** Start **

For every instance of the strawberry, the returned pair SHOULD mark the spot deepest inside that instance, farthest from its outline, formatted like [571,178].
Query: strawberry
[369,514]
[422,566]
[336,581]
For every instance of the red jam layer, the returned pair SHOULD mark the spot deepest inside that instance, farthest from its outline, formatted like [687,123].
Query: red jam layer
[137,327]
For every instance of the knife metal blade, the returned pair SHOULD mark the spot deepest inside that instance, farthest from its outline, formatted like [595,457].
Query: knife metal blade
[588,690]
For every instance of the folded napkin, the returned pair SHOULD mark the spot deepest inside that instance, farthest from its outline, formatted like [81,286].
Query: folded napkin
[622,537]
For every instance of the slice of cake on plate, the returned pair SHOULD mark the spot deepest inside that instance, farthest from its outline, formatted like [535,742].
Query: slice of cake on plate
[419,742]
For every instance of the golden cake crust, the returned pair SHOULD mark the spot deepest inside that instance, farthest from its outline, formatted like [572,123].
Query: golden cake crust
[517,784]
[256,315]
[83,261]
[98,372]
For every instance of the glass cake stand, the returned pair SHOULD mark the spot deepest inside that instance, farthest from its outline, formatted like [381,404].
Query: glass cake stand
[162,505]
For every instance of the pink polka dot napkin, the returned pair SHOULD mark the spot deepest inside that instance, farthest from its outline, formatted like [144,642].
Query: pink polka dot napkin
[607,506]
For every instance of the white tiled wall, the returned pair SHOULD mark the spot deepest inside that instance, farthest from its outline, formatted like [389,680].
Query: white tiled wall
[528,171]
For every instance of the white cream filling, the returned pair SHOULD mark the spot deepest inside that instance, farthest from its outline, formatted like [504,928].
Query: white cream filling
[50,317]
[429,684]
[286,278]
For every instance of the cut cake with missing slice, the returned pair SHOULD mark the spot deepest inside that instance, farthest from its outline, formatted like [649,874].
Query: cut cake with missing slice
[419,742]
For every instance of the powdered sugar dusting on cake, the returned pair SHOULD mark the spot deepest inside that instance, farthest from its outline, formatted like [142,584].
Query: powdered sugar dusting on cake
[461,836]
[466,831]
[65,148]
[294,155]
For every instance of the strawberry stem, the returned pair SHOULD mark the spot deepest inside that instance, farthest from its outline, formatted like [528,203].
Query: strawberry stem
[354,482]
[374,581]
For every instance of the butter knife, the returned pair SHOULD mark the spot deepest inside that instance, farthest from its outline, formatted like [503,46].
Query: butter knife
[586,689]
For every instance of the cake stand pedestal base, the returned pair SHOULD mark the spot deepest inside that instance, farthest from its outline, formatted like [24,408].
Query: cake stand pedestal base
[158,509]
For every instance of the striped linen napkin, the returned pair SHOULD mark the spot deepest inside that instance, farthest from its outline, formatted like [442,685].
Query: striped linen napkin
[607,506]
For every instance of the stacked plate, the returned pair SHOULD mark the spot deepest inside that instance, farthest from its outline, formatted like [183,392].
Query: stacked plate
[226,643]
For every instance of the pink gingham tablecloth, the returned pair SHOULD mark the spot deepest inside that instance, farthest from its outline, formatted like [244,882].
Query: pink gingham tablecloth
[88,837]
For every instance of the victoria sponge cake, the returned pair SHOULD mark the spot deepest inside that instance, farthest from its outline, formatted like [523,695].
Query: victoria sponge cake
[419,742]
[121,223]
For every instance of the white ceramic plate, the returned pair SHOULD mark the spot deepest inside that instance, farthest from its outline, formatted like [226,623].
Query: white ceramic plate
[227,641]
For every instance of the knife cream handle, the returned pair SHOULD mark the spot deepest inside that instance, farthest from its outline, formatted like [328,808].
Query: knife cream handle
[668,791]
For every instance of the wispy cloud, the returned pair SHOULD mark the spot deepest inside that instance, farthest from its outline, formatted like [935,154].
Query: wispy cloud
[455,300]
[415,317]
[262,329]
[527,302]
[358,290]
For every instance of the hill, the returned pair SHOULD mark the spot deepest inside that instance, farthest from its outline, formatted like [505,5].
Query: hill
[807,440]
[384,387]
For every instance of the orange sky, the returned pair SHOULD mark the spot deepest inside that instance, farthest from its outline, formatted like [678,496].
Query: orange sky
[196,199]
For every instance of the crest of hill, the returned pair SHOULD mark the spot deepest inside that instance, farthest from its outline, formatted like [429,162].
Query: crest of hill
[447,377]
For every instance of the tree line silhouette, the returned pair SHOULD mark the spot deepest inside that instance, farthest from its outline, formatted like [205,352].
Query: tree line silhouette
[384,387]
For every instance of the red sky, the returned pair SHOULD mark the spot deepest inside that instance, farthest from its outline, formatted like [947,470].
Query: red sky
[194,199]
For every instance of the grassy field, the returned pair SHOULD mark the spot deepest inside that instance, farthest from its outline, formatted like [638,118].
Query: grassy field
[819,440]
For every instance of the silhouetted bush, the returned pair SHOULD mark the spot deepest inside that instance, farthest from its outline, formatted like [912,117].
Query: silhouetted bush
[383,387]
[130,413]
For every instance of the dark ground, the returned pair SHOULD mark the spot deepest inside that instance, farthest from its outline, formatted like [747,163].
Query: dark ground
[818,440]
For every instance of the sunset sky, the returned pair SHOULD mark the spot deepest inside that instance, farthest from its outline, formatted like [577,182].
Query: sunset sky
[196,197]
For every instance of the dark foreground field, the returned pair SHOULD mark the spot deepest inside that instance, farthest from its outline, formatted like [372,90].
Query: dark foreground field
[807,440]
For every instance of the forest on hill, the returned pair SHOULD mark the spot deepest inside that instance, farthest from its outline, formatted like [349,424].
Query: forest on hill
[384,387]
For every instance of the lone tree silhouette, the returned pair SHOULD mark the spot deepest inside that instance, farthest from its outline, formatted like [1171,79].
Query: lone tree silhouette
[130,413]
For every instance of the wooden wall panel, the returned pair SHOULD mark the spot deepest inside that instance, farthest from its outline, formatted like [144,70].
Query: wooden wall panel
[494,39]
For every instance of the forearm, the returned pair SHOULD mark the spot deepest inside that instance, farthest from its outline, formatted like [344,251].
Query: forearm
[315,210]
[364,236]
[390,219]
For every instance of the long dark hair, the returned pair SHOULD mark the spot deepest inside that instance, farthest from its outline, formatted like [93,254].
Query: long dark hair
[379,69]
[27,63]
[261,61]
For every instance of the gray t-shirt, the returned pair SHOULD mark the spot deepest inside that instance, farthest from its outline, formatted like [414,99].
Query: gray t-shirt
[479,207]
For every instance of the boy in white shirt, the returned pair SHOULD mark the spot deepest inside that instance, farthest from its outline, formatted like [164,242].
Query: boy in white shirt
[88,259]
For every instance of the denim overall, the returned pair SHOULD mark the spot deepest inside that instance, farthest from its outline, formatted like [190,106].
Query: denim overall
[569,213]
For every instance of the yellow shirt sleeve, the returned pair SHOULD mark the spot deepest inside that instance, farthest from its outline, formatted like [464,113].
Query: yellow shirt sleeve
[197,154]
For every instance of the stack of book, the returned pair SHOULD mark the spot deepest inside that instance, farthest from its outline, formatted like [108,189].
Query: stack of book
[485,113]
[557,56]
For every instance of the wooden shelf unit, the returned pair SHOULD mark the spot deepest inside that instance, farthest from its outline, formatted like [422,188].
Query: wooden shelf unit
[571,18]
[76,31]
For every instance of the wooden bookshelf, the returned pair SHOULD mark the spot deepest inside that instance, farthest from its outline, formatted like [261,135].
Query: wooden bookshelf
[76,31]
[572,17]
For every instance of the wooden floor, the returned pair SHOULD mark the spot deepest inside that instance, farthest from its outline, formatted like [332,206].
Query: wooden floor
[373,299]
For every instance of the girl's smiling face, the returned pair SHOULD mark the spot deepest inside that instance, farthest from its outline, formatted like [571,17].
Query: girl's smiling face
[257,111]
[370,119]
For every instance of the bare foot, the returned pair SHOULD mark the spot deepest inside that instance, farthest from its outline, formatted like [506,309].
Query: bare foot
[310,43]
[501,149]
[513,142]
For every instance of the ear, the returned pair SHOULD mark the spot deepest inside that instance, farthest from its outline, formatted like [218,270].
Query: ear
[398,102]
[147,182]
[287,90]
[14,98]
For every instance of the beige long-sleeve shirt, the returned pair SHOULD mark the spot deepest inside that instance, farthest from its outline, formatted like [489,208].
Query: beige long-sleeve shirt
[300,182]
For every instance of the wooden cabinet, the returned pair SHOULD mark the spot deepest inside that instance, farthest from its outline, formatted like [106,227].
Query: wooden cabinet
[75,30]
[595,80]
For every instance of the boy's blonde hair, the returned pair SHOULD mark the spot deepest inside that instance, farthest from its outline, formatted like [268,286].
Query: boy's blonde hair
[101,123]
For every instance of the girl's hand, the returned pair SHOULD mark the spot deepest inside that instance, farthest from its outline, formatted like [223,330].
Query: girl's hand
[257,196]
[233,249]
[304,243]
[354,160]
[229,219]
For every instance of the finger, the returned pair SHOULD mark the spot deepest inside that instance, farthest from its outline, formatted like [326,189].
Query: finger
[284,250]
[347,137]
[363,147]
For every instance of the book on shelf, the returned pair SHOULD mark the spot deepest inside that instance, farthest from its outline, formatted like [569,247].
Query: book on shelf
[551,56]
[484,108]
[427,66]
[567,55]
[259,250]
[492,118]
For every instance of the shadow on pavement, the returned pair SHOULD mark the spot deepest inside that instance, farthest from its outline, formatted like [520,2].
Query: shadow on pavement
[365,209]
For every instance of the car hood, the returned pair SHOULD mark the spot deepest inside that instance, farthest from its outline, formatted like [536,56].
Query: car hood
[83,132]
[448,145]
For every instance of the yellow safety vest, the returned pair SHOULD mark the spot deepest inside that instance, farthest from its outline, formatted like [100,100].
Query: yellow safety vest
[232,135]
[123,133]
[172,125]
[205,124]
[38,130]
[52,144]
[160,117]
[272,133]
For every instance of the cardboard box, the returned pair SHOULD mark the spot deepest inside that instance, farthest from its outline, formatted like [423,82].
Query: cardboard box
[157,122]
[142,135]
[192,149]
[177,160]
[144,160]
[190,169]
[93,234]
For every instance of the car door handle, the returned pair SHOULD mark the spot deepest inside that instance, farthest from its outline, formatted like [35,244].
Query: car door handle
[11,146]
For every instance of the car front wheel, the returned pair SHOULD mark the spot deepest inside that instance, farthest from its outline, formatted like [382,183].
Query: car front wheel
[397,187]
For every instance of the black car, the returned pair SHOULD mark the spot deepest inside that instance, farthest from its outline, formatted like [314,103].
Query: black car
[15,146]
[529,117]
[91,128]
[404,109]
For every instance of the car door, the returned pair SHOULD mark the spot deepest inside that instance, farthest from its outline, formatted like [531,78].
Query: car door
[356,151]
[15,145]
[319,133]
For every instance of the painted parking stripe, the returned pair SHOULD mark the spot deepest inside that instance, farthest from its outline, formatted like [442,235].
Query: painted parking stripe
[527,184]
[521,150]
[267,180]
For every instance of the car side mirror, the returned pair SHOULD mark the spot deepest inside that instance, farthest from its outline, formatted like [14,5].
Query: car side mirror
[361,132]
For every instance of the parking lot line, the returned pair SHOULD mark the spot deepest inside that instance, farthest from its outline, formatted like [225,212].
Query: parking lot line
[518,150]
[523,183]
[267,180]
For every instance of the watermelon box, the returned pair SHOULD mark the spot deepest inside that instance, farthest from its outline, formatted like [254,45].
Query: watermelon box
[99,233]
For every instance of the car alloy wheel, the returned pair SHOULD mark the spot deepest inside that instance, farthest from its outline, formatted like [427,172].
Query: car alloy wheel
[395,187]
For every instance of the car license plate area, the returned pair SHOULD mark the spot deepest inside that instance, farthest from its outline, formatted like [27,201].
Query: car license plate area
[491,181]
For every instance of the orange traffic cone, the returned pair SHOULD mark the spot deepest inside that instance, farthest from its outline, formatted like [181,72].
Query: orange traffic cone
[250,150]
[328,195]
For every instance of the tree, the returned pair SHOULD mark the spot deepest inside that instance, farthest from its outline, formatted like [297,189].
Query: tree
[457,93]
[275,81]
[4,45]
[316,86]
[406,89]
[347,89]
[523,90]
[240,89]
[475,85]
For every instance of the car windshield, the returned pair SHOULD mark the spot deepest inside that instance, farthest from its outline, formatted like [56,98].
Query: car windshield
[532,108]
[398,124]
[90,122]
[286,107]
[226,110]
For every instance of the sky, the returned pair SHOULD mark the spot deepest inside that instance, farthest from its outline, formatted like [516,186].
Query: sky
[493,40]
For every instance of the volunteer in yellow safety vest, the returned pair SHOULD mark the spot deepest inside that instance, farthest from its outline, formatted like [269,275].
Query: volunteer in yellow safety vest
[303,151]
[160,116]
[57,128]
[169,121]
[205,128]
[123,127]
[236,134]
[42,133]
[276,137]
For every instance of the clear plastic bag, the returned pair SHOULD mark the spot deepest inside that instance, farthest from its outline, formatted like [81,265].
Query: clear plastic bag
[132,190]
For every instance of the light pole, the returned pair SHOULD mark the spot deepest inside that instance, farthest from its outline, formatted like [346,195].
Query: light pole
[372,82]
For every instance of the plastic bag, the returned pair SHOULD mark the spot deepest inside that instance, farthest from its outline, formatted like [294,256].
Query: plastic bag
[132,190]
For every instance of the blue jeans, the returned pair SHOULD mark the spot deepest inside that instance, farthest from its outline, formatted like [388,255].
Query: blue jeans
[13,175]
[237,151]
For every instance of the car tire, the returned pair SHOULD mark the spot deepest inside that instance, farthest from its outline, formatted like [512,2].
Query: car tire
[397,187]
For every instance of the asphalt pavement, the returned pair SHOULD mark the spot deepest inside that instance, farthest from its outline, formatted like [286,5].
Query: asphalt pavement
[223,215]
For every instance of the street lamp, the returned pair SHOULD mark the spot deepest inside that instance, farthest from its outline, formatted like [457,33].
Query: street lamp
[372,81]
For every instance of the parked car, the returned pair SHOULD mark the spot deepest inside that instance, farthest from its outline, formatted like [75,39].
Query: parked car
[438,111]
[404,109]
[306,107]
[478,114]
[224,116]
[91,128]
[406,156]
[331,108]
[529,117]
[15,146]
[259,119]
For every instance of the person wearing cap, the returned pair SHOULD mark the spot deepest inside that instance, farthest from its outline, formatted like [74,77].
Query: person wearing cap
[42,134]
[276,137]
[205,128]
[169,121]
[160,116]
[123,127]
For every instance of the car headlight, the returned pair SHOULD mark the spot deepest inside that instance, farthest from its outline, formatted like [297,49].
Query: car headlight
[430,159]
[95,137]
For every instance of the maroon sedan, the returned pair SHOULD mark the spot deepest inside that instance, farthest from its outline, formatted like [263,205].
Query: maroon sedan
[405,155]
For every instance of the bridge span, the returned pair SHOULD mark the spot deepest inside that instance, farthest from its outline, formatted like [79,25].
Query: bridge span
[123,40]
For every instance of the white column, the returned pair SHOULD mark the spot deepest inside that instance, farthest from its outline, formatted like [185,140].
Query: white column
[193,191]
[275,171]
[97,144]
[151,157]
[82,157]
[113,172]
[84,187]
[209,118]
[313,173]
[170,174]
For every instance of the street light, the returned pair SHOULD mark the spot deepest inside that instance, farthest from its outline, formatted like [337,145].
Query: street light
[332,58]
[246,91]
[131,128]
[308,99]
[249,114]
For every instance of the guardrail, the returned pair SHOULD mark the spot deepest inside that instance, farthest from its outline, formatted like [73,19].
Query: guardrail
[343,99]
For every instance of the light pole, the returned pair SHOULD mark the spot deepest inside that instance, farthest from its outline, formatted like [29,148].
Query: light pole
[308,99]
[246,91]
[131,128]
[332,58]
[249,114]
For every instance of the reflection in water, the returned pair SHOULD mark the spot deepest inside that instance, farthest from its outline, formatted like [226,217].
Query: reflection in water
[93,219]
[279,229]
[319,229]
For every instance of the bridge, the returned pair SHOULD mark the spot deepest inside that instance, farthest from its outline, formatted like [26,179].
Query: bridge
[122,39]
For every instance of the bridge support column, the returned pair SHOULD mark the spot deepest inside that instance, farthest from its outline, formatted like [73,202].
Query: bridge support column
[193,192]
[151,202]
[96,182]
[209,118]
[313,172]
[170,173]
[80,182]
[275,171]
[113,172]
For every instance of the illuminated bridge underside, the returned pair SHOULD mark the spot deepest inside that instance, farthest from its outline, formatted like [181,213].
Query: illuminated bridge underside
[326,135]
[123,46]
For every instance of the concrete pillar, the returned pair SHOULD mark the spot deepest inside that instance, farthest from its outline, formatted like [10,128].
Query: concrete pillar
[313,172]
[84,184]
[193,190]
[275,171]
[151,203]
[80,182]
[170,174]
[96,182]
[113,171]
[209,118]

** End **

▸ Task directions: Please extract exactly, and only, the lines from the line containing "For every instance of the reflection" through the last line of the records.

▸ Solution to this problem:
For every instance of the reflection in water, the returned pair SHOULD mark the spot deepest inside that instance, farthest from its outline, formatted like [226,217].
Query: reflection in water
[93,219]
[279,229]
[319,229]
For every instance of the bridge, the returned pair SHOULD mark the spot deepest inside that instance, farthest from its outline, formatted like [26,179].
Query: bridge
[122,39]
For every instance of the bridge support column, the returned pair SHOULD mark the spot deepest inside that instance, farthest from its outline, formatted like [73,202].
Query: bridge support column
[193,192]
[151,202]
[96,182]
[209,118]
[313,172]
[170,173]
[80,182]
[275,171]
[113,172]
For every instance of the illuminated bridge underside, the returned pair SHOULD mark the spot deepest inside that instance, farthest from its outline, formatted like [181,213].
Query: illuminated bridge underside
[326,135]
[123,46]
For every instance of the concrete pillar, the returned pair SHOULD mark the spot deepest inside that instance, farthest from its outline, formatted like [10,128].
Query: concrete pillar
[313,172]
[84,184]
[193,190]
[275,171]
[151,203]
[80,182]
[170,174]
[96,182]
[113,171]
[209,118]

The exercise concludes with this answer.